TASK: In every one of the records below, change "long brown hair" to "long dark hair" and give the lines again with nothing else altered.
**** ENTRIES PROVIDED ****
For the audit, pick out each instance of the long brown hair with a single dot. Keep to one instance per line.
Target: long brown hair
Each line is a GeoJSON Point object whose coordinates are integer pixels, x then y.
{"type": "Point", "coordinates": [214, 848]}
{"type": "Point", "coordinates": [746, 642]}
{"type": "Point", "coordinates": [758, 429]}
****
RESULT OF THIS EXERCISE:
For the audit, pick out each instance of the long dark hair with a single dot. Keep to one instance per line.
Target: long dark hair
Each line is a GeoJSON Point object whose coordinates are integer pixels, x then y.
{"type": "Point", "coordinates": [214, 848]}
{"type": "Point", "coordinates": [746, 642]}
{"type": "Point", "coordinates": [758, 429]}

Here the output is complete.